[[ INFORMATION GIVEN open ]]
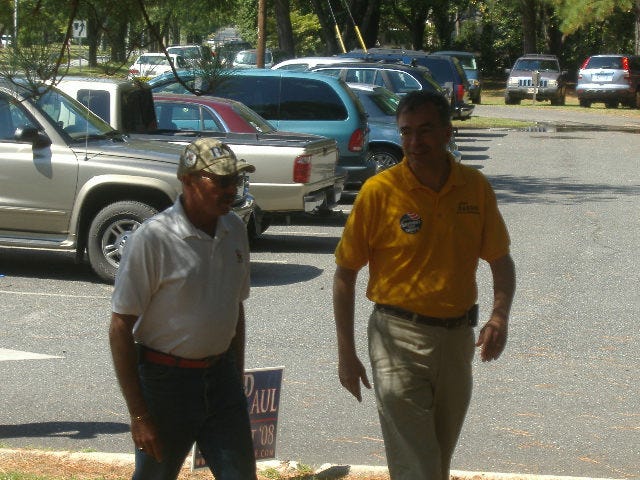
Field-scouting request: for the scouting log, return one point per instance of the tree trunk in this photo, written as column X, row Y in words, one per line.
column 285, row 31
column 637, row 12
column 327, row 28
column 529, row 26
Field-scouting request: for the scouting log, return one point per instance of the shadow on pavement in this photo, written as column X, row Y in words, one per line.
column 74, row 430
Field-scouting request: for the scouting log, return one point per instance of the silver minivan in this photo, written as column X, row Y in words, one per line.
column 612, row 79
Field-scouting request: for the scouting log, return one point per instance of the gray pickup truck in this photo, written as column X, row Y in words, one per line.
column 69, row 181
column 295, row 172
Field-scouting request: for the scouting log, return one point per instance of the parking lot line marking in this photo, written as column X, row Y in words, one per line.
column 63, row 295
column 6, row 354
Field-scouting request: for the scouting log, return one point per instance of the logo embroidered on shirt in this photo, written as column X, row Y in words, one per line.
column 464, row 207
column 410, row 222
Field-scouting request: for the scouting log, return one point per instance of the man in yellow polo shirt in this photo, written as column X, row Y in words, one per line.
column 422, row 226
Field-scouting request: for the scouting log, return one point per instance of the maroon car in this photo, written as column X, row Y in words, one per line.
column 204, row 113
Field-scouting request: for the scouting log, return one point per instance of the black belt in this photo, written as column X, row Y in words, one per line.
column 161, row 358
column 469, row 319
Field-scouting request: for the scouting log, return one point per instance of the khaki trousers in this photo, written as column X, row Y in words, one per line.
column 422, row 379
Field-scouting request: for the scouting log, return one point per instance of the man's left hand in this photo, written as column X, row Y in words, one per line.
column 492, row 339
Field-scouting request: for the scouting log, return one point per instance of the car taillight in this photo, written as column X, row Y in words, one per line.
column 302, row 169
column 356, row 142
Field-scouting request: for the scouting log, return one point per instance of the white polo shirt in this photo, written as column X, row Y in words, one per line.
column 184, row 285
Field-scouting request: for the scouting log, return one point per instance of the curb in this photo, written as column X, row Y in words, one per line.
column 326, row 471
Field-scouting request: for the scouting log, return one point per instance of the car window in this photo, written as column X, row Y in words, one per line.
column 605, row 62
column 69, row 118
column 11, row 117
column 468, row 63
column 260, row 94
column 334, row 72
column 309, row 99
column 440, row 70
column 402, row 82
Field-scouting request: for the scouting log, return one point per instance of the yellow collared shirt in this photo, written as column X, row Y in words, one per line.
column 423, row 247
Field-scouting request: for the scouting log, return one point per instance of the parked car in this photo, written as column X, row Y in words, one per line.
column 395, row 77
column 126, row 105
column 446, row 70
column 469, row 62
column 70, row 182
column 308, row 63
column 611, row 78
column 227, row 51
column 249, row 59
column 295, row 172
column 552, row 81
column 303, row 102
column 193, row 54
column 149, row 65
column 385, row 144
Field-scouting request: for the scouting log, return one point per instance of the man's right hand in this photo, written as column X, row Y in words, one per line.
column 145, row 437
column 351, row 371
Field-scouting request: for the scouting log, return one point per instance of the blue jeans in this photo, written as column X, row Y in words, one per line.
column 207, row 406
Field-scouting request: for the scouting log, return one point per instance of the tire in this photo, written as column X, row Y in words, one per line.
column 384, row 157
column 108, row 233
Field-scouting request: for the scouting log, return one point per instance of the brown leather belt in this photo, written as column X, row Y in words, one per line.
column 469, row 319
column 160, row 358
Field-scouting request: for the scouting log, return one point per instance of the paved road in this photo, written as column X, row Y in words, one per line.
column 563, row 400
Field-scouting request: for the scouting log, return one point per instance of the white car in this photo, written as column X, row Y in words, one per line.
column 249, row 59
column 149, row 65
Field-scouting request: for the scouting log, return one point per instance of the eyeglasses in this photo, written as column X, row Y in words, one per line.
column 420, row 132
column 224, row 181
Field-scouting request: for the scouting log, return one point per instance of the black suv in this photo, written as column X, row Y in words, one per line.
column 446, row 70
column 536, row 74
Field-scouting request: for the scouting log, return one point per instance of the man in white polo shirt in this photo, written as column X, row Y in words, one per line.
column 177, row 331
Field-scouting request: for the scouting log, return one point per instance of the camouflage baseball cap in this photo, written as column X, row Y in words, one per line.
column 211, row 155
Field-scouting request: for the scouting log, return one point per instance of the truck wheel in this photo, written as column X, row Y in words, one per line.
column 108, row 233
column 384, row 157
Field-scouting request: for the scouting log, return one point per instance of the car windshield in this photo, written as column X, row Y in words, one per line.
column 250, row 58
column 541, row 65
column 72, row 118
column 153, row 60
column 186, row 52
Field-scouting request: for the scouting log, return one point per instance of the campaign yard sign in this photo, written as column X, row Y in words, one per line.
column 262, row 387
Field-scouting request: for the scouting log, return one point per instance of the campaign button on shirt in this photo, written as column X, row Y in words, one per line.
column 410, row 222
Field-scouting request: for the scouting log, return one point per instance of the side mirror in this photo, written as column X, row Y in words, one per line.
column 33, row 136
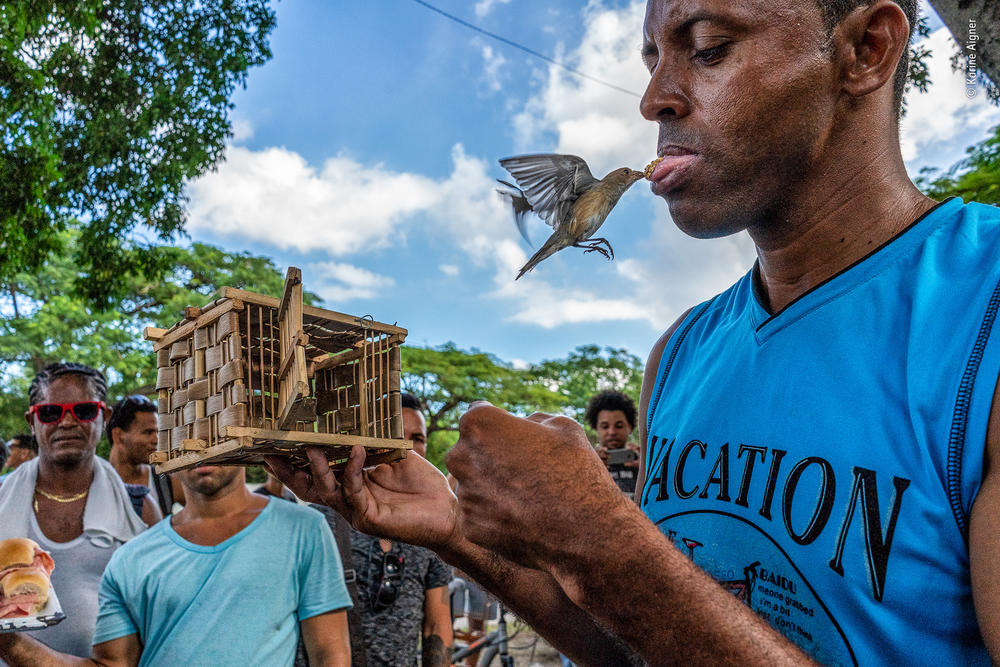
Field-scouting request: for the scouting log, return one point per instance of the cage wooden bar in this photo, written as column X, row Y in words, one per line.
column 250, row 375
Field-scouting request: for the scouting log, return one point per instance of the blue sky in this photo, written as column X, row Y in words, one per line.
column 365, row 153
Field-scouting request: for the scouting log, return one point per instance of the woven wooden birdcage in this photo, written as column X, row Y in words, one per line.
column 250, row 375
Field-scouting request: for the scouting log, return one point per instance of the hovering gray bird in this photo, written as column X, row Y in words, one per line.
column 563, row 192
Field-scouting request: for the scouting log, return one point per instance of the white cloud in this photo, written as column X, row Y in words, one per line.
column 276, row 197
column 587, row 118
column 348, row 208
column 671, row 271
column 484, row 7
column 337, row 282
column 943, row 114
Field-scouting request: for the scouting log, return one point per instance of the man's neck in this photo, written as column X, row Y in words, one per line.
column 133, row 472
column 211, row 520
column 65, row 479
column 855, row 209
column 228, row 501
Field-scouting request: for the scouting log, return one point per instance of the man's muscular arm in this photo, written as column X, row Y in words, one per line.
column 616, row 568
column 984, row 538
column 436, row 634
column 411, row 501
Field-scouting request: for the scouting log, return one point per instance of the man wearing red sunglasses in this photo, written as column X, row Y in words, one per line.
column 70, row 501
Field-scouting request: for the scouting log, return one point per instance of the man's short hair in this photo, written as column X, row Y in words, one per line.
column 835, row 11
column 25, row 441
column 410, row 401
column 125, row 411
column 610, row 400
column 95, row 378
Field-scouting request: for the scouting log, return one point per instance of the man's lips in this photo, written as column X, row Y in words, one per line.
column 670, row 171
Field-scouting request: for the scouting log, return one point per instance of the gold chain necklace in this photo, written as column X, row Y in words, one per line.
column 60, row 499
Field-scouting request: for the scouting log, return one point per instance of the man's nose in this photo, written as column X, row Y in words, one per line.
[[ INFORMATION GIVEN closed ]]
Restate the records above in full, word for word. Keep pictures out.

- TASK RESULT:
Field-scouting request: for the scouting log, return one point per instance of the tree trunk in this photo, written as column X, row Y in words, one per line.
column 285, row 31
column 637, row 12
column 327, row 28
column 529, row 26
Field-scouting request: for the scouting log, return one point per instance of the shadow on pavement in this photo, written as column X, row Y in words, one per line.
column 74, row 430
Field-scouting request: for the scouting log, return one point per instance of the silver minivan in this photo, written as column X, row Y in words, one per line.
column 612, row 79
Field-scouting request: for the scouting log, return one point per instance of the gray pickup truck in this photo, written as column X, row Y in words, one per line.
column 69, row 181
column 295, row 172
Field-scouting request: for the scouting log, return one point per instance of the parking lot line marking in this photo, written as column X, row Y in words, one per line.
column 63, row 295
column 6, row 354
Field-scouting request: for the scouting log, return one point per instance of the logo embroidered on shirt in this photo, written as column X, row Y in words, one per line.
column 464, row 207
column 410, row 222
Field-scouting request: for the scouting log, return one point per instance of the man in yellow polo shirt in this photo, written as column X, row Y in words, one per line.
column 422, row 226
Field-scouting request: for the scouting log, return one point per instance of the maroon car in this photo, written as column X, row Y in words, one per line.
column 204, row 113
Field-scouting request: for the scouting log, return one point per instance of the black belt in this photo, written as column X, row Y in words, one per line.
column 161, row 358
column 469, row 319
Field-scouting request: for the scouting log, return one point per instance of the khaki trousers in this photo, written as column X, row Y in words, one per line.
column 422, row 379
Field-scouting request: for the scouting log, return one point per instance of the man's left hand in this photo, written as column X, row Y in words, one per line.
column 492, row 339
Field-scouting request: for the scouting log, return one point per instance of the car taillight in this photo, written as column X, row Y in words, one per line.
column 302, row 169
column 356, row 142
Field-scouting request: for the scouting log, return one point per instance of the white polo shirt in this photo, written as column X, row Y in words, one per line.
column 184, row 285
Field-scouting request: for the scouting log, return one point per instance of the curb in this photo, written as column X, row Y in words, one per line.
column 326, row 471
Field-scouting request: for the scouting log, return one point per instance of the car window in this photo, written as column X, row Y in words, one per line.
column 605, row 62
column 69, row 118
column 11, row 117
column 468, row 63
column 260, row 94
column 334, row 72
column 309, row 99
column 440, row 70
column 402, row 82
Field-scouting request: for the scouting log, return one point per instance of the yellow collared shirt in this photo, written as column X, row Y in words, one per line.
column 423, row 247
Field-scouting request: for the scouting log, return one point per instance of the parked car in this photo, written as column X, row Y in words, one per line.
column 395, row 77
column 126, row 105
column 446, row 70
column 469, row 62
column 70, row 182
column 308, row 63
column 611, row 78
column 227, row 51
column 249, row 59
column 295, row 172
column 552, row 81
column 303, row 102
column 193, row 54
column 149, row 65
column 385, row 144
Field-scouting request: for the scouting log, return one point per instance of the man's right hand in this photo, written as column X, row Y in words, one per line.
column 145, row 437
column 351, row 371
Field-scouting request: for the scouting log, return one point per instance of the blue jeans in this photo, written as column X, row Y in words, one per line.
column 207, row 406
Field-scouting request: for the scouting log, return one point per instance of the tire in this photo, written as column X, row Y in words, one per line.
column 384, row 157
column 108, row 233
Field-scouting request: for the scouting log, return one point per instance of the brown leather belt in this photo, written as column X, row Y in words, one per line.
column 469, row 319
column 160, row 358
Field-scouting request: for the scouting log, return one point per instance of the paved road in this photo, written as column X, row Y in words, one per line.
column 563, row 400
Field-scouting request: for the scouting log, return one point per instance of the white car in this photo, written as column X, row Y in words, one per line.
column 249, row 59
column 149, row 65
Field-scouting request: for the scouting log, return one point per instance of the eyeglasses in this photo, written as column X, row Y in words, one per line.
column 420, row 132
column 224, row 181
Field-scouting request: for the scouting log, return one point per instance of the black suv in this photo, written as column X, row Y in words, one per line.
column 446, row 70
column 536, row 74
Field-scouting request: for the scouting log, return one point per instance of the man in white polo shirt in this photo, written as column X, row Y in words, one per line.
column 177, row 331
Field-scouting request: for the scouting log, return one point per instance of the camouflage baseball cap in this photo, written as column X, row Y in words, one per line.
column 211, row 155
Field-scouting request: for the scouting log, return one point per instance of the truck wheel in this photo, written as column X, row Y in words, one per line.
column 108, row 233
column 384, row 157
Field-scouting request: for the scouting log, return one point per instance of the car windshield in this photo, written as column X, row Y in words, one per line.
column 250, row 58
column 541, row 65
column 72, row 118
column 153, row 60
column 186, row 52
Field-scouting request: for the scouting log, return one point per instance of the campaign yard sign in this photo, written as column X, row Y in words, one per line.
column 262, row 387
Field-scouting request: for the scouting log, return one point per instance of the campaign button on shirt in this photo, written as column X, row Y in words, one per line.
column 410, row 222
Field-scouting request: for the scouting log, return one point per instance of the side mirror in this photo, written as column X, row Y in words, one per line.
column 33, row 136
Field-scouting request: for the scouting log, return one point per instance of the cage wooden bar in this photo, written as column X, row Y in words, one per line.
column 250, row 375
Field-scouting request: for the scouting log, return one point per instance of the blue sky in this photo, written as column X, row Y in words, one per line.
column 365, row 153
Field-scouting request: for the scouting log, return one point per instance of the woven wooden birdcage in this photo, written as column X, row Y in words, one per line.
column 250, row 375
Field-scouting request: for the scouting log, return one point per instance of the hovering gray bird in this photo, written as column X, row Y in words, one per line.
column 563, row 192
Field-scouting request: for the scouting log, return one point per instance of the white cloud in this photo, written as column X, row Y in words, one per line.
column 276, row 197
column 587, row 118
column 348, row 208
column 671, row 271
column 484, row 7
column 337, row 282
column 943, row 114
Field-scouting request: for the scouting log, return one point per instance of the man's neck in this photo, written as column X, row Y in words, one per line.
column 133, row 472
column 211, row 520
column 65, row 479
column 855, row 209
column 228, row 501
Field-scouting request: for the scouting log, return one point per instance of the man's muscular arm in this photo, written as column X, row Y in words, one per line.
column 616, row 568
column 984, row 538
column 436, row 634
column 411, row 501
Field-scouting request: for the scouting log, return one point per instance of the man wearing red sunglasses in this photo, written as column X, row Y in words, one per line.
column 70, row 501
Field-scouting request: for the scouting log, return one point per instance of the man's short hair in this photo, written as column X, row Y in words, one per line.
column 835, row 11
column 25, row 441
column 410, row 401
column 125, row 411
column 610, row 400
column 95, row 378
Field-scouting request: for the scouting log, return one point per instance of the man's lips in this photo, written as column X, row Y in words, one per line.
column 670, row 171
Field-scouting request: for the scouting log, return one point per instance of the gold chain necklace in this photo, written as column X, row Y in words, one per line.
column 60, row 499
Field-scouting request: for the scouting log, return one point per instance of the man's nose in this photo, written as column X, row Y in words, one per line.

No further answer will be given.